As powerful as he was, Morris knew that much of his authority would ebb after the war; to establish lasting power, he would need to recruit other men of means to his cause. His primary recruiting tool was the wealth possessed by government. As Bouton relates, the basic premise of Morris’s plan was that the Unites States could only stand alongside the nations of Europe when government dedicated itself to putting even greater wealth into the hands of the already affluent. Morris wanted the government to channel money to the wealthy, either through direct payments or by privatizing the most lucrative parts of the state. We might note, as Bouton does, how much this resembles today’s “neoliberalism” or supply-side/trickle-down economics. Indeed, Morris himself came close to describing his new creed in similar terms. He said that the interests of the wealthy went “hand in hand” with the public good and that national greatness would come by “distributing property into those hands which could render it most productive” — a group he identified as “moneyed men” or the “mercantile part of society.”
The chief obstacle to Morris’s plan was democracy. Ordinary Pennsylvanians were committed to the “spirit of ‘76” and its principles of political and economic equality and would oppose his plan for redistributing wealth to those who were already rich. Morris had no illusions that he could gain converts among the common folk. He had never embraced the ideals of Pennsylvania’s Revolution; he had initially opposed the Declaration of Independence and was among the most vocal opponents of the 1776 state constitution. He scorned the common people as “vulgar souls whose narrow optics can see but the little circle of selfish concerns.”
Morris’s chief target for his counter-revolution was the elimination of government issued paper money. To a large degree this mimicked what the Britain had done at the end of the French and Indian War (1754–1763) when they had passed the Currency Act of 1764, which had forced Americans to repay debts to British merchants and bankers in extremely scarce “hard money,” actual gold and silver coins. This had precipitated a depression as bad or worse as that of the 1930s and had been a major, though often underexplored, factor in leading to the American Revolution.
Morris believed he could avoid a similar debacle by replacing government paper money with a new kind of currency issued by private banks. He saw privatization as the cure for the danger of inflation. He believed that if the government’s power to print money was lodged with private companies, the moneyed men running them could be trusted to never print too much money. In many ways, Morris intended finance under private banks to be less democratic than it had been under the British. While Britain had allowed elected officials in Pennsylvania to maintain some influence over monetary decisions, Morris’s plan purged government from the process entirely. In his ideal system, no public forum would exist for the American people to influence decisions about something central to their well-being.

● ● ●

— Work to complete —
[A] According to the passage about Morris, what did Britain's Currency Act of 1764 force Americans to do?
[B] List every phrase that the passage about Morris quotes as Morris's own words.
Base every answer solely on the passage about Morris.

● ● ●

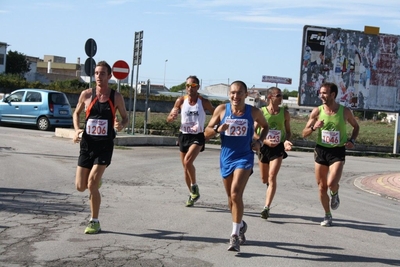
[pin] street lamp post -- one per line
(165, 69)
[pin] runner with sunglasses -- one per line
(192, 108)
(275, 144)
(329, 122)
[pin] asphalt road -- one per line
(145, 222)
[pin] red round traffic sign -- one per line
(120, 69)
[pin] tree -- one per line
(17, 63)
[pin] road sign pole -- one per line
(134, 100)
(146, 106)
(137, 60)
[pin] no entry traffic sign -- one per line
(120, 69)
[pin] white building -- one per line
(3, 56)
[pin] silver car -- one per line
(44, 108)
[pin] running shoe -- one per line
(234, 244)
(265, 213)
(243, 229)
(327, 221)
(190, 202)
(335, 201)
(195, 193)
(93, 228)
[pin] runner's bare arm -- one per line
(308, 130)
(175, 110)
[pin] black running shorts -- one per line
(268, 154)
(95, 153)
(327, 156)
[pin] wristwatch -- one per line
(261, 142)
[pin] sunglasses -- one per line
(193, 85)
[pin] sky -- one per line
(218, 40)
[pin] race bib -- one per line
(330, 137)
(237, 127)
(97, 127)
(274, 136)
(190, 128)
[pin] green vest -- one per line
(333, 133)
(276, 125)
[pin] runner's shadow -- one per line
(277, 218)
(306, 252)
(31, 201)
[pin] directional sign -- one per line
(90, 47)
(120, 69)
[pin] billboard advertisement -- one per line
(365, 67)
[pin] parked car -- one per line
(44, 108)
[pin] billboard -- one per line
(365, 67)
(275, 79)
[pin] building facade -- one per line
(3, 56)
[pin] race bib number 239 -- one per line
(97, 127)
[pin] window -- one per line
(33, 97)
(16, 97)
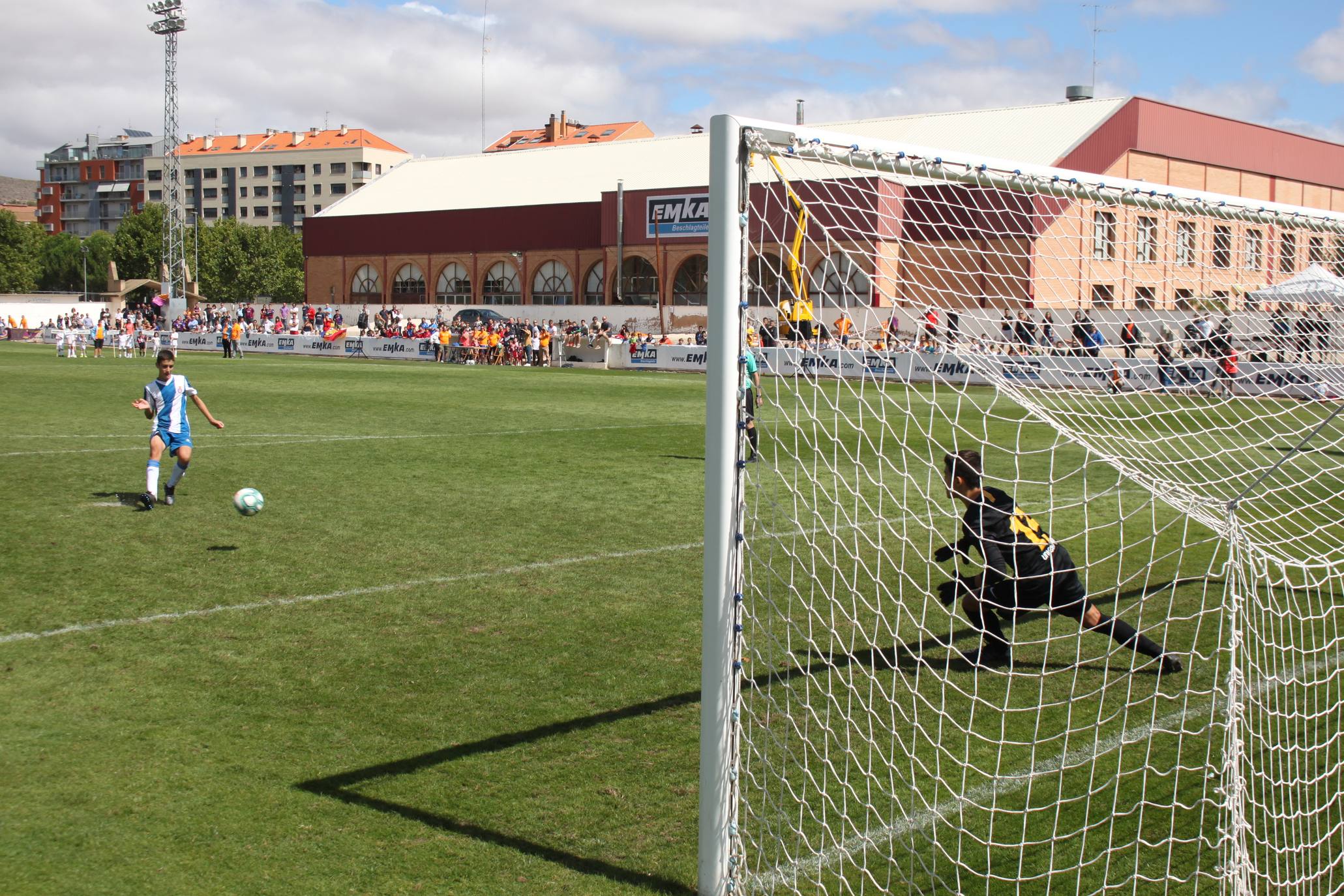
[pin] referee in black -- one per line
(1024, 570)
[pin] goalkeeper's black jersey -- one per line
(1008, 538)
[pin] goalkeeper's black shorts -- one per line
(1064, 593)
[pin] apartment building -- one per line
(92, 186)
(273, 179)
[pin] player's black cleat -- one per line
(988, 657)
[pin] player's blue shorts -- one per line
(172, 441)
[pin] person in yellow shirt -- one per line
(844, 327)
(800, 320)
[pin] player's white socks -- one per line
(178, 472)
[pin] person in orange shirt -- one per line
(844, 327)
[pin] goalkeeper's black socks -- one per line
(1127, 636)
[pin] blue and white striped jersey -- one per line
(168, 402)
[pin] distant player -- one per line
(1024, 570)
(166, 405)
(1114, 381)
(751, 396)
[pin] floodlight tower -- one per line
(170, 25)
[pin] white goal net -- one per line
(1128, 676)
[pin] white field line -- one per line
(312, 440)
(346, 593)
(988, 793)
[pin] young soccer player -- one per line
(752, 395)
(166, 405)
(1042, 573)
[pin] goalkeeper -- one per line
(1041, 574)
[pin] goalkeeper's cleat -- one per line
(989, 657)
(1171, 664)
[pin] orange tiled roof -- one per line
(22, 213)
(535, 138)
(353, 139)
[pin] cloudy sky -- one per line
(411, 70)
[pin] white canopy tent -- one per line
(1313, 286)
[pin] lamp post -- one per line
(170, 22)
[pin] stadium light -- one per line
(171, 20)
(171, 23)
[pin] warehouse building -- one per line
(545, 228)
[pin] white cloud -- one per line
(1324, 57)
(1247, 100)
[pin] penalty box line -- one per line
(318, 440)
(984, 797)
(346, 593)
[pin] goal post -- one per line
(1135, 681)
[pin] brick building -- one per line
(93, 186)
(542, 228)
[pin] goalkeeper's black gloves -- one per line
(951, 590)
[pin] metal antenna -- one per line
(170, 25)
(1097, 30)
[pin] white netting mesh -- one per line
(1197, 485)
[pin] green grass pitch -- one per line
(457, 652)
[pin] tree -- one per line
(138, 248)
(19, 246)
(100, 245)
(61, 263)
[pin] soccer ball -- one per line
(249, 501)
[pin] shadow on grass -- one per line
(124, 499)
(342, 786)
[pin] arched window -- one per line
(639, 282)
(366, 282)
(691, 285)
(453, 286)
(500, 285)
(839, 281)
(553, 285)
(768, 284)
(594, 285)
(409, 281)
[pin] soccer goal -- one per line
(1129, 680)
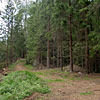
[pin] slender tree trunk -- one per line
(48, 46)
(86, 51)
(70, 39)
(53, 52)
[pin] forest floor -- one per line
(65, 85)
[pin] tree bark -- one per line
(86, 51)
(70, 39)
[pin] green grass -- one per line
(54, 80)
(30, 67)
(86, 93)
(12, 66)
(21, 84)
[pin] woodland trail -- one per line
(67, 89)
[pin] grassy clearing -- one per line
(30, 67)
(21, 84)
(86, 93)
(53, 80)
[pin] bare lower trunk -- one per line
(86, 52)
(70, 40)
(48, 54)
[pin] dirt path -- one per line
(68, 89)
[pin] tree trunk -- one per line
(48, 46)
(86, 51)
(70, 39)
(48, 54)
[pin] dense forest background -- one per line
(51, 33)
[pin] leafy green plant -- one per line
(21, 84)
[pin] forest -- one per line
(49, 35)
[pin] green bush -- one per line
(21, 84)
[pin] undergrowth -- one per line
(21, 84)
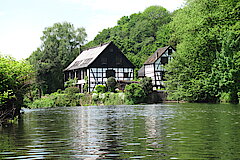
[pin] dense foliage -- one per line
(60, 46)
(15, 81)
(111, 84)
(138, 35)
(139, 92)
(206, 66)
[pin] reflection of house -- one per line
(98, 64)
(154, 66)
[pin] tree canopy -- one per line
(16, 79)
(206, 64)
(138, 35)
(61, 43)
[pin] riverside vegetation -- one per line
(205, 67)
(103, 95)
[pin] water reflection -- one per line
(173, 131)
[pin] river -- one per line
(162, 131)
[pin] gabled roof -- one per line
(158, 53)
(87, 57)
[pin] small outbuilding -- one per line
(93, 66)
(154, 66)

● ● ●

— Full answers —
[A] It forced Americans to repay debts to British merchants and bankers in scarce "hard money," meaning actual gold and silver coins.

[B]
- "hand in hand"
- "distributing property into those hands which could render it most productive"
- "moneyed men"
- "mercantile part of society"
- "vulgar souls whose narrow optics can see but the little circle of selfish concerns"